§ Provided passage
Skip to content

AgentOps vs GSD (Get Shit Done)

GSD v1.34 is a full-featured spec-driven development framework for AI coding agents. It installs as slash commands into 7 runtimes (Claude Code, Gemini CLI, OpenCode, Codex, Copilot, Cursor, Antigravity) and solves "context rot" by spawning fresh-context subagents for each task. Trusted by engineers at Amazon, Google, Shopify, and Webflow.

Comparison updated April 2026. See the GSD repo for current features.


At a Glance

Aspect GSD AgentOps
Philosophy "Ship fast — fresh context per agent" "Operational layer for coding agents; technically a context compiler"
Core strength Multi-agent orchestration with context isolation, multi-runtime support Cross-session memory, validation gates, knowledge flywheel
GitHub glittercowboy/get-shit-done boshu2/agentops
Latest v1.34.2 (April 2026) v2.37.2 (April 2026)
Scale 53 commands, 46 workflows, 16 agents 50+ skills, compiled CLI, hooks, schemas
Primary use Spec-driven development with phased execution Ongoing codebase work with persistent memory

What GSD Does Well

1. Fresh Context Per Agent

GSD's core innovation. Every spawned agent gets a clean 200K context window. Orchestrators stay thin, agents are disposable. This eliminates context rot — the quality degradation that happens as an AI fills its context window during long sessions.

2. Wave-Based Parallel Execution

Plans are grouped into dependency waves. Plans within a wave run in parallel (each with a fresh agent), waves run sequentially. Includes STATE.md file locking with atomic creation and spin-wait jitter.

Dataset items:

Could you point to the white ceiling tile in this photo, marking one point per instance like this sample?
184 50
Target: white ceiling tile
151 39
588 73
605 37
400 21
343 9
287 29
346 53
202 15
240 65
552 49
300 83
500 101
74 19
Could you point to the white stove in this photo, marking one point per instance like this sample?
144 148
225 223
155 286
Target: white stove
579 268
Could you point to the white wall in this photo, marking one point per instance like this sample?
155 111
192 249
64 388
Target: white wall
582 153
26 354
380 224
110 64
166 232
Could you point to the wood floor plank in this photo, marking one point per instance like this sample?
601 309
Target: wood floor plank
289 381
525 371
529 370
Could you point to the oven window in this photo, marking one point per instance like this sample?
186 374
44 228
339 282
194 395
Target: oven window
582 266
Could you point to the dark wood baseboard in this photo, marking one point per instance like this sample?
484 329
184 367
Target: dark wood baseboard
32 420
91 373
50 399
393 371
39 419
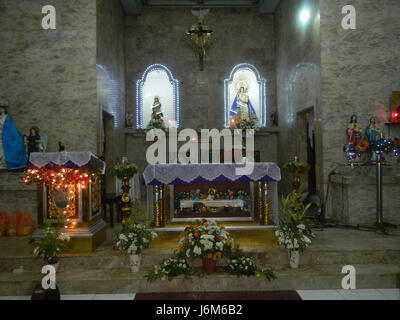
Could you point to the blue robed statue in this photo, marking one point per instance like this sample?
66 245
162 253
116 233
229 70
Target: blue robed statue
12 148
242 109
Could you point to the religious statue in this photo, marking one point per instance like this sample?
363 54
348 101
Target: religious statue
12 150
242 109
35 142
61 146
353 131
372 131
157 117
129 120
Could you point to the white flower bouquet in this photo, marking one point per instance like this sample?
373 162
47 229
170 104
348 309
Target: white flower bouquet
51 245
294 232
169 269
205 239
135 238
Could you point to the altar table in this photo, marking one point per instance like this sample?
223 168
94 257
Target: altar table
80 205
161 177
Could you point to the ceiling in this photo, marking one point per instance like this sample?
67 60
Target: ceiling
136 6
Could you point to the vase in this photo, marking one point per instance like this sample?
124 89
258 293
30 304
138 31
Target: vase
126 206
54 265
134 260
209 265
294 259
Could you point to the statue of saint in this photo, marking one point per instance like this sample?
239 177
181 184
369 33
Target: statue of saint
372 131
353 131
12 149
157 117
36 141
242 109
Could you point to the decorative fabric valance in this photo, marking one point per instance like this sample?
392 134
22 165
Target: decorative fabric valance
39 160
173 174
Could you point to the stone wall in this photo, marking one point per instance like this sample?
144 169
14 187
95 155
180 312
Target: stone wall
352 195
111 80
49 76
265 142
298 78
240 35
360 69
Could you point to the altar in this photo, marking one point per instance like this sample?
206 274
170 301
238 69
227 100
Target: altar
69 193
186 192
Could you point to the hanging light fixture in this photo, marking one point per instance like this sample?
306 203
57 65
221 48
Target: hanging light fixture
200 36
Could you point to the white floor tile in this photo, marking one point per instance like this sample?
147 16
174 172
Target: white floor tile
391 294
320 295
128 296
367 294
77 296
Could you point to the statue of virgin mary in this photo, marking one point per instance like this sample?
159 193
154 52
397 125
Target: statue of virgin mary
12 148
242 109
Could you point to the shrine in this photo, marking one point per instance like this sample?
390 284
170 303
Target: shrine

* * *

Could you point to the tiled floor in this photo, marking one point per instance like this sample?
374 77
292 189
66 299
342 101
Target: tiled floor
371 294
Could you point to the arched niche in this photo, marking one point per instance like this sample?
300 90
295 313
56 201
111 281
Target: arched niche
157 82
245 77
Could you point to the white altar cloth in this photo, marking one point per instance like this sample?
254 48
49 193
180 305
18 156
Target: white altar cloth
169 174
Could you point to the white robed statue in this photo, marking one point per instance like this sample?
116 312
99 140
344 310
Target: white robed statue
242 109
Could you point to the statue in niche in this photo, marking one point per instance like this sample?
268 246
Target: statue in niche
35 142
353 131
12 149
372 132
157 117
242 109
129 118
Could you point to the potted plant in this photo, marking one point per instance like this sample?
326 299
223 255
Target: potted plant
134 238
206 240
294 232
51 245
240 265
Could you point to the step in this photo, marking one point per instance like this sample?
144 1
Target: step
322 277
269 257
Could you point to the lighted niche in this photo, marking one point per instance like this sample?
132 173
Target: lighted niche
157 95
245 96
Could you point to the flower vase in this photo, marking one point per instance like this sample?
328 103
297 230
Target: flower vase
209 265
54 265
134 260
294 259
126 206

§ Your instructions
Write the next part of the AgentOps vs GSD comparison, starting right after its final sentence. The dataset lines have no connection to the comparison of AgentOps and GSD.

§ The answer
Text Only
Wave 1: [Plan A, Plan B, Plan C]  ← parallel, fresh 200K each
           ↓ (all complete)
Wave 2: [Plan D, Plan E]          ← parallel, depends on Wave 1
           ↓ (all complete)
Wave 3: [Plan F]                  ← sequential, depends on Wave 2

3. Model Cost Tiers

Four profiles (quality/balanced/budget/inherit) with per-agent model assignments. Each profile maps agents to opus/sonnet/haiku. This means routine plan-checking can run on budget models while critical execution stays on quality models.

4. Auto-Repair on Task Failure

When a task fails during execution, GSD auto-classifies the failure as RETRY (with adjustment), DECOMPOSE (break into sub-steps), or PRUNE (remove and escalate). Budget-controlled with a default of 2 attempts. This is structured recovery, not blind retries.

5. Comprehensive Validation Pipeline

Not just "human verification" anymore. GSD v1.27 has: - 8-dimension plan checker (max 3 iterations) - Nyquist validation audit (test coverage mapping) - Post-execution verification agent - User acceptance testing with auto-diagnosis - Cross-phase verification debt audit

6. Seven Runtime Support

Installs to Claude Code, Gemini CLI, OpenCode, Codex, Copilot, Cursor, and Antigravity. The installer transforms file content per runtime at install time (tool name mapping, agent frontmatter, hook events, path conventions).

7. Advisor Mode and Fast Path (New in v1.34)

/gsd:advisor provides research-backed discussion without execution. /gsd:fast skips planning for trivial tasks. Multi-repo workspace support added for cross-project orchestration.

7. Deep State Management

Full .planning/ directory with 20+ artifact types: - PROJECT.md, REQUIREMENTS.md, ROADMAP.md, STATE.md - Per-phase directories with research, plans, summaries, verification, UAT - Session handoff (HANDOFF.json, continue-here.md) - Persistent threads, seeds, debug knowledge base, todos


Where GSD Falls Short

No Cross-Session Learning

GSD has persistence (state files, handoffs, threads) but no knowledge flywheel. There is no mechanism to extract what was learned in one session and inject it into the next. Every session starts with the same agent intelligence — the system does not get smarter over time.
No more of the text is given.